### Given request
Return each line of the items below that contains the word "bush".

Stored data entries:
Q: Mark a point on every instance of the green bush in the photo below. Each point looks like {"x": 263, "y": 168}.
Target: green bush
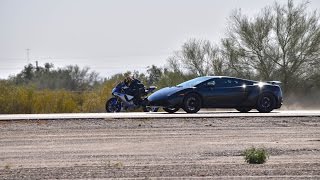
{"x": 255, "y": 155}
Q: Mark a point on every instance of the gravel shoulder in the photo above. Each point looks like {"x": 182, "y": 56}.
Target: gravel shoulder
{"x": 190, "y": 148}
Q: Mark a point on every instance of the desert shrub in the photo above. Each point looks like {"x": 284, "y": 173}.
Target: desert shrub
{"x": 49, "y": 101}
{"x": 92, "y": 102}
{"x": 255, "y": 155}
{"x": 15, "y": 99}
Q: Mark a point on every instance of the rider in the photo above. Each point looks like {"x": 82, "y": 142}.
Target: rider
{"x": 135, "y": 88}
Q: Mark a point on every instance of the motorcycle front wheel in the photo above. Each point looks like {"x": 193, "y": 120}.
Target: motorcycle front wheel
{"x": 112, "y": 105}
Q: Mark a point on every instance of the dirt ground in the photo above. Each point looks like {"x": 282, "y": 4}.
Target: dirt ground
{"x": 206, "y": 148}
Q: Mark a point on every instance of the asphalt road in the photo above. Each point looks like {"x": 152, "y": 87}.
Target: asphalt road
{"x": 139, "y": 115}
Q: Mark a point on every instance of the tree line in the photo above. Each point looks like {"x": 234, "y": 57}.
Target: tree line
{"x": 282, "y": 42}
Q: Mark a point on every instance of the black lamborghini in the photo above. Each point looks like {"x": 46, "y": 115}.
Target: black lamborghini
{"x": 219, "y": 92}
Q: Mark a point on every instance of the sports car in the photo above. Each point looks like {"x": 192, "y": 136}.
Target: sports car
{"x": 219, "y": 92}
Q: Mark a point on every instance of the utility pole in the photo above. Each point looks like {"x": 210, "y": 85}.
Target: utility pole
{"x": 28, "y": 55}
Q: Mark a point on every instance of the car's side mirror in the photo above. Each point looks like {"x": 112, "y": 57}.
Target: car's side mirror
{"x": 211, "y": 84}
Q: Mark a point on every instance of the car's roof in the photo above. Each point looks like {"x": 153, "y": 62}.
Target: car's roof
{"x": 229, "y": 77}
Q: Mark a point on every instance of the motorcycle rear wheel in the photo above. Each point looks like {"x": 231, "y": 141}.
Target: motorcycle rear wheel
{"x": 112, "y": 105}
{"x": 150, "y": 109}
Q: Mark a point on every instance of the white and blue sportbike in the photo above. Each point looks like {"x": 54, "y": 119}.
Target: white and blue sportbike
{"x": 121, "y": 101}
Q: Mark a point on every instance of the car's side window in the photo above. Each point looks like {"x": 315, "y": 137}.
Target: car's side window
{"x": 210, "y": 83}
{"x": 226, "y": 82}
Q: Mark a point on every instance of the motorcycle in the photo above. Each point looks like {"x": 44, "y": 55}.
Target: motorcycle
{"x": 124, "y": 102}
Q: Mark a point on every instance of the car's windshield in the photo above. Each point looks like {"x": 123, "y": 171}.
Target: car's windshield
{"x": 194, "y": 82}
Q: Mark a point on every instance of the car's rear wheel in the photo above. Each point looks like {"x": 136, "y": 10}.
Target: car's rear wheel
{"x": 266, "y": 103}
{"x": 191, "y": 103}
{"x": 171, "y": 109}
{"x": 243, "y": 110}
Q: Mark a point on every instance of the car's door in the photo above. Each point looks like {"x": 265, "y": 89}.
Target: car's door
{"x": 223, "y": 92}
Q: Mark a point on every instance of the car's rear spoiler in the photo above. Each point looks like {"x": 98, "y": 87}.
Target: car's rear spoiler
{"x": 274, "y": 82}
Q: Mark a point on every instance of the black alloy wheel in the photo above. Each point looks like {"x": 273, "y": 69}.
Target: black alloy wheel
{"x": 171, "y": 109}
{"x": 243, "y": 110}
{"x": 266, "y": 103}
{"x": 192, "y": 103}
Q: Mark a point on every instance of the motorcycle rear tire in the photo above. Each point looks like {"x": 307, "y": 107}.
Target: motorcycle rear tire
{"x": 112, "y": 105}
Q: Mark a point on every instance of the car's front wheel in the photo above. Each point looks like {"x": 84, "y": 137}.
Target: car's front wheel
{"x": 171, "y": 109}
{"x": 243, "y": 110}
{"x": 266, "y": 103}
{"x": 191, "y": 103}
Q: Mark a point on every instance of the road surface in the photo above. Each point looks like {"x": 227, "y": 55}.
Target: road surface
{"x": 206, "y": 145}
{"x": 134, "y": 115}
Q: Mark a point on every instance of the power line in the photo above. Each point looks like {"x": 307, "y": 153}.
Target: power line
{"x": 28, "y": 55}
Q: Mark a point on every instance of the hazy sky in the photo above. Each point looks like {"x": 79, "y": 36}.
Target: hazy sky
{"x": 110, "y": 36}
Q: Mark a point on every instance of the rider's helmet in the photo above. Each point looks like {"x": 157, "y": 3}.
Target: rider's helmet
{"x": 128, "y": 80}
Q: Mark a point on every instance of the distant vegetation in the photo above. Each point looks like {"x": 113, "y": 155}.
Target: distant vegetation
{"x": 281, "y": 43}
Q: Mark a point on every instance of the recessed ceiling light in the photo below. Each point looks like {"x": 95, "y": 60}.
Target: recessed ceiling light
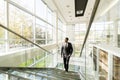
{"x": 69, "y": 11}
{"x": 68, "y": 6}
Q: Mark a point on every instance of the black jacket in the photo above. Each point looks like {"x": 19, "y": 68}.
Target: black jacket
{"x": 68, "y": 49}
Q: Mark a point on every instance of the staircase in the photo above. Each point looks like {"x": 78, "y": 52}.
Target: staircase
{"x": 37, "y": 74}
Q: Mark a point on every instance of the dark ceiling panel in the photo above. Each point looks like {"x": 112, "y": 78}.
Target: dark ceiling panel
{"x": 80, "y": 6}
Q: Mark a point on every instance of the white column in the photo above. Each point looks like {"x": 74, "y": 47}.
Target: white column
{"x": 115, "y": 36}
{"x": 110, "y": 66}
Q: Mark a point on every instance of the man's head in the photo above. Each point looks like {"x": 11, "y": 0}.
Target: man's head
{"x": 66, "y": 39}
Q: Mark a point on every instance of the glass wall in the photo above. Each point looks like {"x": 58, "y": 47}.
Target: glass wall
{"x": 33, "y": 21}
{"x": 80, "y": 31}
{"x": 3, "y": 22}
{"x": 61, "y": 31}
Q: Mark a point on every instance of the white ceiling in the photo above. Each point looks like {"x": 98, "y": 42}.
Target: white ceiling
{"x": 66, "y": 8}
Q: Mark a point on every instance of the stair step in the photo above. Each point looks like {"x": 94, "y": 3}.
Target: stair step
{"x": 43, "y": 73}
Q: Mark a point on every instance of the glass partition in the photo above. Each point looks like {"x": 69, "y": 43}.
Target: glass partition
{"x": 116, "y": 68}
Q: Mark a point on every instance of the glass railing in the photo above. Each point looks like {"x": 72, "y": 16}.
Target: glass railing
{"x": 22, "y": 51}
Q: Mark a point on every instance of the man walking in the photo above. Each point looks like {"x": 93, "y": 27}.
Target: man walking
{"x": 66, "y": 52}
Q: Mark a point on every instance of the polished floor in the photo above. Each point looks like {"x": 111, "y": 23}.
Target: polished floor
{"x": 37, "y": 74}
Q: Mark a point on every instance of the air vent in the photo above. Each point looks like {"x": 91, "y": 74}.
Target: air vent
{"x": 80, "y": 6}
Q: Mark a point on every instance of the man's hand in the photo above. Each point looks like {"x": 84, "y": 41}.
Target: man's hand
{"x": 61, "y": 56}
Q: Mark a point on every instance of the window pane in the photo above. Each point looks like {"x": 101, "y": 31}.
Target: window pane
{"x": 28, "y": 4}
{"x": 2, "y": 31}
{"x": 40, "y": 9}
{"x": 40, "y": 32}
{"x": 2, "y": 12}
{"x": 21, "y": 23}
{"x": 49, "y": 34}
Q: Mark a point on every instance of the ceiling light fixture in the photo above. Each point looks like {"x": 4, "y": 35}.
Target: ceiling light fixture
{"x": 109, "y": 7}
{"x": 79, "y": 12}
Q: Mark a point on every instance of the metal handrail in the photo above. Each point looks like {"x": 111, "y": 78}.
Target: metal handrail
{"x": 24, "y": 38}
{"x": 90, "y": 23}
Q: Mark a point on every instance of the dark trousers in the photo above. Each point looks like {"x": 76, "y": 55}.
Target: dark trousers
{"x": 66, "y": 63}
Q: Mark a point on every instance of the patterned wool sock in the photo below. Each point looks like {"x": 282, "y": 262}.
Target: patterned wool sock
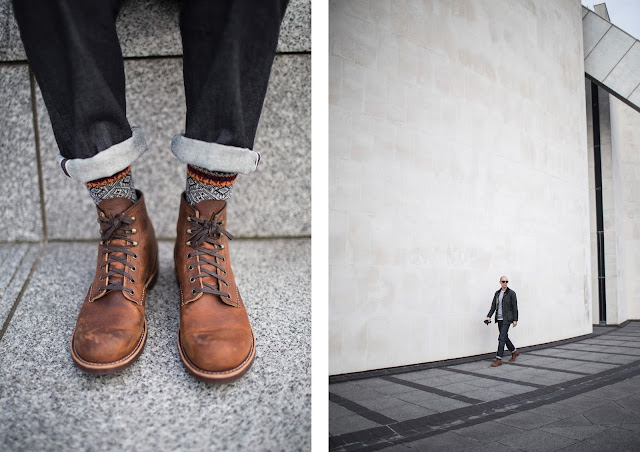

### Answer for this exercise
Q: Mark a point on every instance of the green bush in the photo below. Each point looks like {"x": 263, "y": 168}.
Target: green bush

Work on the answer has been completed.